> USING THE INFORMATION:
(a) According to the passage on resource costs, what rate does the foreign firm in Cochabamba charge for water?
(b) In the passage on resource costs, copy the text from "China has begun" to "cut for timber.".
(c) Write the next part of the passage on resource costs, picking up after its final sentence.

> PAGE EXTRACT:
China has begun trying to remedy this miscalculation by evaluating the cost of providing flood protection services already carried out by nature in the form of forested mountainside and inland precipitation cycles. It turned out the value of a standing tree was far higher than that of one cut for timber.

The cost of “privatized” well water in Cochabamba province, Bolivia, demonstrates the very problematic link between corporate profit expectations and local resource availability, usage requirements and income. Residents who used to share water according to centuries’ old Quechua practices of “common usage” are suddenly faced with metered water supplies, entirely controlled by a foreign firm which charges rates equal to 1/3 of local per capita income. Such rates do not suggest healthy market conditions. Quite the contrary, the stresses placed on the local market to adequately meet basic needs are such that violence has repeatedly erupted in recent years in the face of failure to deliver affordable food and water resources to otherwise green, rural communities.

Economies that depend on immigration to fill manual labor and entry-level service jobs, or which have done so, are faced with the crisis of “peripheries”, also known as “inner cities” in the US, districts where concentrations of dissatisfied, underpriveleged minorities find the benefits of economic growth hard to come by. Britain saw citizens from such communities bombing London transport this summer after apparently being swayed to extremist perspectives, and France has seen nationwide incidents of arson and rioting, spreading even to neighboring countries, largely based on such economic marginalization.

This crisis of peripheries requires that open societies, where personal freedom is valued in law and in practice, must address the challenge of integrating disparate communities into one coherent, functioning, tolerant community in which opportunity is not denied to anyone based on birth or origin. The failure of political leaders to seriously address this challenge during recent decades has led to the deep wounds that are now showing in France, as they did this past summer in New Orleans, and as they so often do in poorer countries.

> DATA TO EXAMINE:
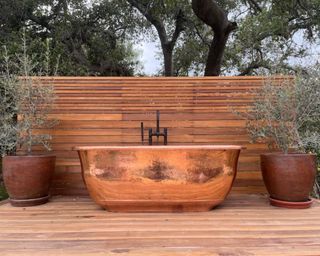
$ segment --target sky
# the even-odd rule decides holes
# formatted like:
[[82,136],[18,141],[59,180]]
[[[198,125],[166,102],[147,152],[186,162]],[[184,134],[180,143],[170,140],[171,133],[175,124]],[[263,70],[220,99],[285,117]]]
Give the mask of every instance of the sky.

> RESULTS:
(a) Rates equal to 1/3 of local per capita income.

(b)
China has begun trying to remedy this miscalculation by evaluating the cost of providing flood protection services already carried out by nature in the form of forested mountainside and inland precipitation cycles. It turned out the value of a standing tree was far higher than that of one cut for timber.

(c)
Sadly, disease is another area where economic markets are suffering and are likely to suffer increasing distortions. HIV/AIDS, Sleeping Sickness, Tuberculosis and Malaria, are killing millions in Africa, which is suffering grave population collapse amid its adult population. 36.8% of Botswana’s population now carries the HIV infection, and most are expected to die. Only Swaziland has higher prevalence of the virus. Life expectancy has fallen to an unthinkable 39 years in the region. Investment in the manufacture and distribution of affordable AIDS drugs to poor, highly vulnerable subsaharan African nations, where the disease is killing millions and where efforts to stop its spread are faltering or inconsistent, could help stabilize these nations, their economies and their governments.

In the absence of that aid, disease will lead to mass deprivation, increasing hunger and a likely spiral of disease, and ultimately to political instability. Corruption permits governments, or individuals within them, that actively steal from local enterprise and from foreign investors and aid agencies to remain in power and to manipulate regional markets, creating stagnant or non-existent real-world growth and political pitfalls where neither education nor investment is adequate to overcome the obstacles erected against the general welfare.

Even today, with the abundance of analytic and financial information, major institutions continue to do “business as usual” with institutions whose remedies are either absent or utterly ineffective to curb and reverse the intense market distortions stemming from those erroneous calculations mentioned here, among others. The question is: how will governments, in concert with the advice and consent of their populations, and input from leading analysts, address the increasing scarcity of arable land and harvest yields, the pressures created by swiftly climbing world population, stresses on the productivity of oil, falling water tables, escalating climate change, and political instability posed by pandemic diseases, all simultaneously and in sustainable fashion?